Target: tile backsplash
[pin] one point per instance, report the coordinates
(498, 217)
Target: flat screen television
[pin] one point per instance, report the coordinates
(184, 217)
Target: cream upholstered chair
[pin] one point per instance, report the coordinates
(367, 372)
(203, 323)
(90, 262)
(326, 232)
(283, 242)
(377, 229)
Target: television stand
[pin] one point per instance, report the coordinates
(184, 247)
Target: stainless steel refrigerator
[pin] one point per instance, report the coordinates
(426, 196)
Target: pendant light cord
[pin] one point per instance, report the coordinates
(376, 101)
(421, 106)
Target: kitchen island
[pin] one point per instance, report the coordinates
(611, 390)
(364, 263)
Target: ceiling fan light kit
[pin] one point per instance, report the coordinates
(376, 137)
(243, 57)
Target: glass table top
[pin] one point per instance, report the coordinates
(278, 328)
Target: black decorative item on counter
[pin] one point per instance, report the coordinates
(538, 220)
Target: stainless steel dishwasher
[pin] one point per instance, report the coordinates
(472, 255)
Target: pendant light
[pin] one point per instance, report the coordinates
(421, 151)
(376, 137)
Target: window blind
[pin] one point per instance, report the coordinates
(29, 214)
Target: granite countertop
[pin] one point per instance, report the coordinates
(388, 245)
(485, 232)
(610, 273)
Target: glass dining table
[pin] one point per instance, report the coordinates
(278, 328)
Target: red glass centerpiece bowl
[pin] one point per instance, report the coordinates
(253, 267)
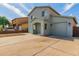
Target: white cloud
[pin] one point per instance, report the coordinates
(68, 7)
(14, 9)
(22, 5)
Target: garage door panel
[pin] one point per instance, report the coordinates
(59, 29)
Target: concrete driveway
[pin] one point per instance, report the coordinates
(25, 44)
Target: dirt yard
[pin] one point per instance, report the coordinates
(25, 44)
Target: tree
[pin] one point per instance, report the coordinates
(4, 21)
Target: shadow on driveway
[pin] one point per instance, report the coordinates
(62, 38)
(12, 34)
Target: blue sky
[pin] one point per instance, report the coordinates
(15, 10)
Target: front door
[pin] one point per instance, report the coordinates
(37, 28)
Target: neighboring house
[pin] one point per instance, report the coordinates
(20, 23)
(44, 20)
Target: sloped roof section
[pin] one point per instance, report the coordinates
(43, 7)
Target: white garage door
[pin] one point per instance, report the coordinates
(59, 29)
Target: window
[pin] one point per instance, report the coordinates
(43, 12)
(31, 17)
(51, 25)
(45, 26)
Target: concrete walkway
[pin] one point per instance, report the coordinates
(26, 44)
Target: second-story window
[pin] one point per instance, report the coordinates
(31, 17)
(43, 13)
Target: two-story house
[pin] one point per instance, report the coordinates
(20, 23)
(44, 20)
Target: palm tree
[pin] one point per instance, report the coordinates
(4, 21)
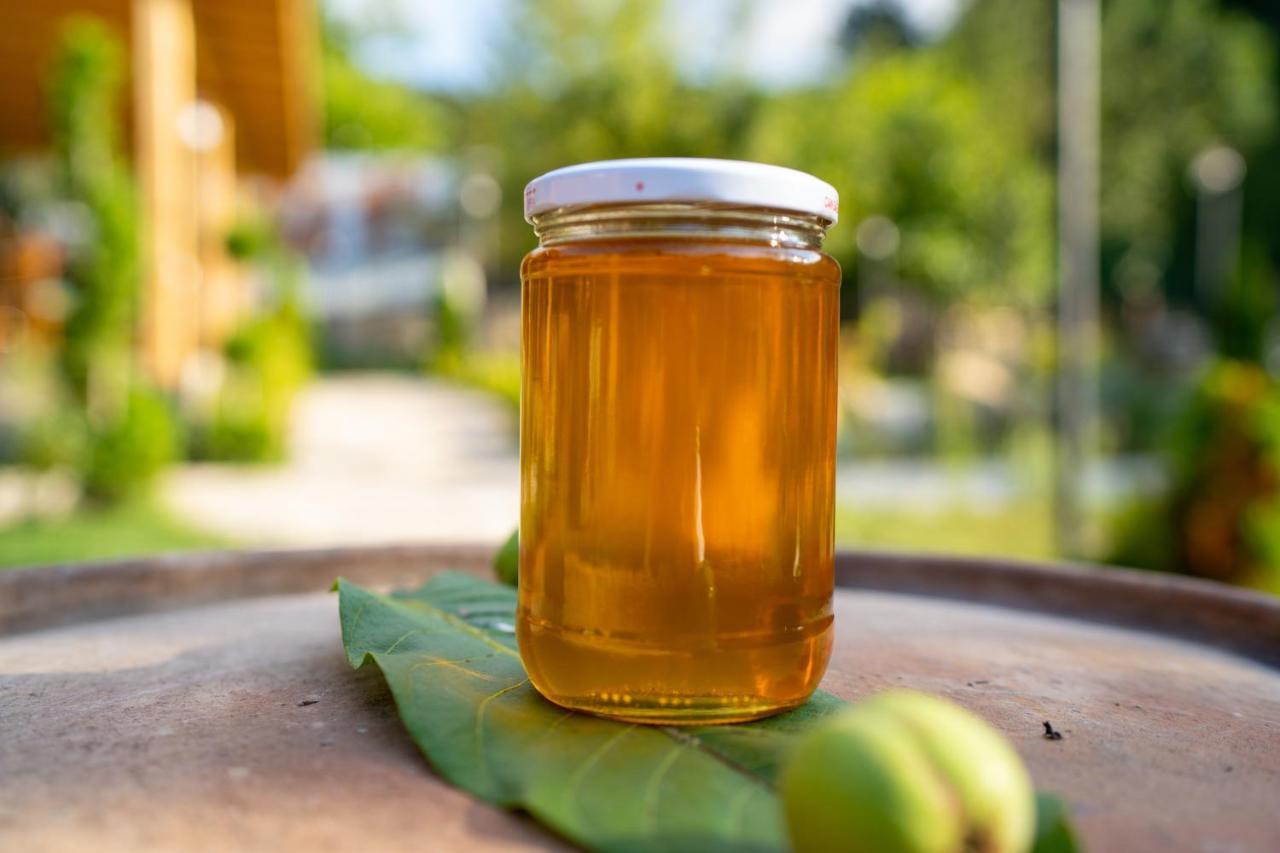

══════════

* [WHAT THE EXERCISE ASKS] Convert all of the data above into a JSON list of strings, with one string per line and blank lines omitted. Leave out the picture lines.

* [SOLUTION]
[
  "Target: tile backsplash",
  "[pin] one point per instance, report the coordinates",
  "(498, 217)",
  "Target: flat screen television",
  "[pin] one point per instance, report the coordinates",
  "(184, 217)",
  "Target: cream upholstered chair",
  "[pin] one point per instance, report the coordinates",
  "(367, 372)",
  "(203, 323)",
  "(90, 262)",
  "(326, 232)",
  "(283, 242)",
  "(377, 229)",
  "Target: television stand",
  "[pin] one point per instance, report the coordinates",
  "(184, 247)",
  "Target: stainless steel refrigerator",
  "[pin] one point per instance, report the coordinates",
  "(426, 196)",
  "Target: pendant light cord",
  "[pin] one point per instance, report the coordinates",
  "(376, 101)",
  "(421, 106)",
  "Target: kitchen island",
  "[pin] one point per instance, report the coordinates",
  "(611, 390)",
  "(364, 263)",
  "Target: ceiling fan light kit",
  "[pin] one point per instance, report the coordinates",
  "(376, 137)",
  "(243, 57)",
  "Target: glass table top",
  "[pin] one point per instance, report the coordinates",
  "(278, 328)",
  "Target: black decorative item on counter",
  "[pin] one point per instance, report the coordinates",
  "(538, 220)",
  "Target: stainless steel dishwasher",
  "[pin] one point per instance, report the coordinates",
  "(472, 255)",
  "Target: pendant light",
  "[pin] one point per instance, report the coordinates",
  "(421, 151)",
  "(376, 137)",
  "Target: window blind",
  "[pin] one point per instance, report the coordinates",
  "(29, 214)",
  "Target: granite countertop",
  "[pin] one point per instance, report the coordinates",
  "(388, 245)",
  "(485, 232)",
  "(610, 273)",
  "Target: glass dining table",
  "[pin] one point per instance, report the coordinates",
  "(278, 328)",
  "Target: red glass centerpiece bowl",
  "[pin] one point per instance, report the coordinates",
  "(253, 267)",
  "Target: white cloud",
  "[pin] one point per instance, report the coordinates",
  "(68, 7)",
  "(14, 9)",
  "(22, 5)",
  "Target: garage door panel",
  "[pin] one point per instance, report the coordinates",
  "(59, 29)",
  "Target: concrete driveway",
  "[pin] one point per instance, report the coordinates",
  "(25, 44)",
  "Target: dirt yard",
  "[pin] one point per instance, report the coordinates",
  "(25, 44)",
  "Target: tree",
  "[pin] one point per instance, report the coordinates",
  "(4, 21)",
  "Target: shadow on driveway",
  "[pin] one point per instance, report the coordinates",
  "(62, 38)",
  "(12, 34)",
  "Target: blue sky",
  "[pin] one point per instance, report the coordinates",
  "(15, 10)",
  "Target: front door",
  "[pin] one point per instance, report the coordinates",
  "(37, 28)",
  "Target: neighboring house",
  "[pin] one point per instance, report the coordinates",
  "(20, 23)",
  "(44, 20)",
  "Target: sloped roof section",
  "[pin] one point per instance, report the coordinates",
  "(43, 7)",
  "Target: white garage door",
  "[pin] one point per instance, report the coordinates",
  "(59, 29)",
  "Target: window",
  "[pin] one point per instance, report the coordinates",
  "(43, 12)",
  "(31, 17)",
  "(51, 25)",
  "(45, 26)",
  "Target: concrete walkway",
  "[pin] one point per instance, report the coordinates",
  "(26, 44)",
  "Target: second-story window",
  "[pin] one point per instance, report the coordinates",
  "(31, 17)",
  "(43, 13)",
  "Target: two-story house",
  "[pin] one point per instance, report the coordinates",
  "(20, 23)",
  "(44, 20)",
  "Target: palm tree",
  "[pin] one point per instance, report the coordinates",
  "(4, 21)"
]